■ WORK TO COMPLETE
Only the lines containing "order" belong in the answer; find them in the material below.

[INPUT RECORDS Boundary: Start]

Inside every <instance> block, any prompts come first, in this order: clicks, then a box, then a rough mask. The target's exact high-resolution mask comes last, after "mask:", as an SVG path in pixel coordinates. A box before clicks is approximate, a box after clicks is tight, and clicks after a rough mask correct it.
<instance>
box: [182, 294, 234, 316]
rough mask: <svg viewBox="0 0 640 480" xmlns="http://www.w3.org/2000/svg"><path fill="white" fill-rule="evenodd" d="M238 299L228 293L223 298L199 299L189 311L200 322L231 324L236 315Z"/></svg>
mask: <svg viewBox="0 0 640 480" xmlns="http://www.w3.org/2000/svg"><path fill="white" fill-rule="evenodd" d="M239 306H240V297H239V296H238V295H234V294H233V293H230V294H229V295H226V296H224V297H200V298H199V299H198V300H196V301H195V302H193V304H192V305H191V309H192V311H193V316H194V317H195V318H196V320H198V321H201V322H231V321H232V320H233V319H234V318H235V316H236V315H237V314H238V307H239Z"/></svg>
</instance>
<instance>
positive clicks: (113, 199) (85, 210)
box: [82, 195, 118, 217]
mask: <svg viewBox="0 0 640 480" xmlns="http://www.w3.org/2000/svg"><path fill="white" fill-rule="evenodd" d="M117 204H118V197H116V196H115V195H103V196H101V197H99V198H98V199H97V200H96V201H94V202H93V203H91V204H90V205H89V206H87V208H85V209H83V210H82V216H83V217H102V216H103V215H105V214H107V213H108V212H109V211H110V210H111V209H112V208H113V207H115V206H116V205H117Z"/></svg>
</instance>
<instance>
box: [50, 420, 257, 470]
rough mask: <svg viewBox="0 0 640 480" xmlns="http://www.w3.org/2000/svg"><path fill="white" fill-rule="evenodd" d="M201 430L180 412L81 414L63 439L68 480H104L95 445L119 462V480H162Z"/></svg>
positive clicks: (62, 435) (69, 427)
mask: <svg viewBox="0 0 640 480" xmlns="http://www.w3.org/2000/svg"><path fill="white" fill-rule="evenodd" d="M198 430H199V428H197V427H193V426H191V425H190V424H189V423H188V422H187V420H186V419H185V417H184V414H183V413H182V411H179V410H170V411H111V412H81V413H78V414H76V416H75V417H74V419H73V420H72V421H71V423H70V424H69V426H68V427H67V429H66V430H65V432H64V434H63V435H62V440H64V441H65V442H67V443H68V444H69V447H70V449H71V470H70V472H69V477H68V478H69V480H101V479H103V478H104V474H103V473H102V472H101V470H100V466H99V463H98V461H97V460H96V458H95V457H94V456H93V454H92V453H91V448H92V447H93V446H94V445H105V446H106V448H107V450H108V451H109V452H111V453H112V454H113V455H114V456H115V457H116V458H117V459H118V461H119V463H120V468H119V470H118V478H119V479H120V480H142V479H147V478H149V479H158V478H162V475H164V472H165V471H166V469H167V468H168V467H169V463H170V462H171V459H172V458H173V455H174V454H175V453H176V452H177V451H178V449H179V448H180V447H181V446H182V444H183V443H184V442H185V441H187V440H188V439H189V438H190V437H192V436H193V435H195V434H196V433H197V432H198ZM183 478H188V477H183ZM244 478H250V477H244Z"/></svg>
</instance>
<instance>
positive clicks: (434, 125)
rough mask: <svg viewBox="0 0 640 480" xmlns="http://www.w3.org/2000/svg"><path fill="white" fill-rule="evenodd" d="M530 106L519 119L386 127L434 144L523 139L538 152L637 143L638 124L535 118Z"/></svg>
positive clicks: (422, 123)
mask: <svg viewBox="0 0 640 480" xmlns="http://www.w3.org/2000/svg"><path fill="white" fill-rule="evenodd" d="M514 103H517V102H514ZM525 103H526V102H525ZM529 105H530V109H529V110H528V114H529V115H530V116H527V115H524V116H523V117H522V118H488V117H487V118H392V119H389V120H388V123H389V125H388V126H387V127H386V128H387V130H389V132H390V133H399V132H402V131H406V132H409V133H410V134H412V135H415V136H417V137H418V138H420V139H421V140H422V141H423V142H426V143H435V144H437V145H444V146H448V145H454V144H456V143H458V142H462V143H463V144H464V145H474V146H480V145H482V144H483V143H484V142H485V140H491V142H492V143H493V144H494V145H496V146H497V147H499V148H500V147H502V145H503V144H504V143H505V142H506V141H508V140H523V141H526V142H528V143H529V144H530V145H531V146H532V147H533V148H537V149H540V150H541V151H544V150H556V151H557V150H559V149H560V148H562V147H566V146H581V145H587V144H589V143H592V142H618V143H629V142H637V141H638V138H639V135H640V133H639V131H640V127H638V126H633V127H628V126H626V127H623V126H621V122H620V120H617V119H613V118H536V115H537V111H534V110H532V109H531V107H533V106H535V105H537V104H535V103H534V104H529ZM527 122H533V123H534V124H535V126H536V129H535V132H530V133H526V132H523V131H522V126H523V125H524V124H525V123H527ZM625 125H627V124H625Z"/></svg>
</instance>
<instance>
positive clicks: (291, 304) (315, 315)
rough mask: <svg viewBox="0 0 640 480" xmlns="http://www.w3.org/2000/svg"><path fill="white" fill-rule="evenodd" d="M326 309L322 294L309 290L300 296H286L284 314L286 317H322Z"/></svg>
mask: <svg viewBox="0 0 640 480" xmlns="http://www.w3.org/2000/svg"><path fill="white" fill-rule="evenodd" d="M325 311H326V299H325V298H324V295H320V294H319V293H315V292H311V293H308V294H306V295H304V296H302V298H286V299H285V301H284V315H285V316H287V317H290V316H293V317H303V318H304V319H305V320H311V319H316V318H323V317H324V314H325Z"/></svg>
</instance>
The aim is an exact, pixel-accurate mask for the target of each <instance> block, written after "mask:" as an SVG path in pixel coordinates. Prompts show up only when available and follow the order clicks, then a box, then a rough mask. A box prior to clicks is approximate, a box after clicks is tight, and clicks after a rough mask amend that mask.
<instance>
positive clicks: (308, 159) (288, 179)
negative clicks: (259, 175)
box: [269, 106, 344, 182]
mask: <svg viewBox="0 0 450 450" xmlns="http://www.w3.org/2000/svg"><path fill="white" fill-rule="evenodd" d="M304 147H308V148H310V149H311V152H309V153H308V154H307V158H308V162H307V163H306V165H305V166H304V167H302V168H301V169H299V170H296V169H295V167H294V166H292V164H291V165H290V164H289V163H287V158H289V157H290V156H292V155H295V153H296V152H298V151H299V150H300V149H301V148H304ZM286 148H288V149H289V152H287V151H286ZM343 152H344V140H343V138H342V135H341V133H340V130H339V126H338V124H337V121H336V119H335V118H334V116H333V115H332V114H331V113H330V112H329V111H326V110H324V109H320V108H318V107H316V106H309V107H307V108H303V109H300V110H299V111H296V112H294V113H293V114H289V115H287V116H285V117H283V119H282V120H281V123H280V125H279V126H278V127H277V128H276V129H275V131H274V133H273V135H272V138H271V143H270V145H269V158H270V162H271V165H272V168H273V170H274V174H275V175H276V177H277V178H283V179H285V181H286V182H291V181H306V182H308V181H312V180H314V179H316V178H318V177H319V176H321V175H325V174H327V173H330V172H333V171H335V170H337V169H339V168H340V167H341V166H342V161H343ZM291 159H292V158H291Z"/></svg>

[INPUT RECORDS Boundary: End]

■ OUTPUT FOR THIS TASK
Inside every <instance> block, any prompts come first, in this order: clicks, then a box, then a rough mask. The target's exact high-resolution mask comes last, after "mask:", as an SVG path in pixel coordinates. A box before clicks is approximate, a box after clicks is tight, and clicks after a rough mask correct it.
The aim is an exact, pixel-accurate mask for the target of each <instance> block, written after "mask:" as an SVG path in pixel coordinates. Prompts show up only when available and follow the order clicks, then a box, then a rough mask. A box prior to clicks is approximate, a box after clicks is tight, and clicks after a rough mask amend that mask.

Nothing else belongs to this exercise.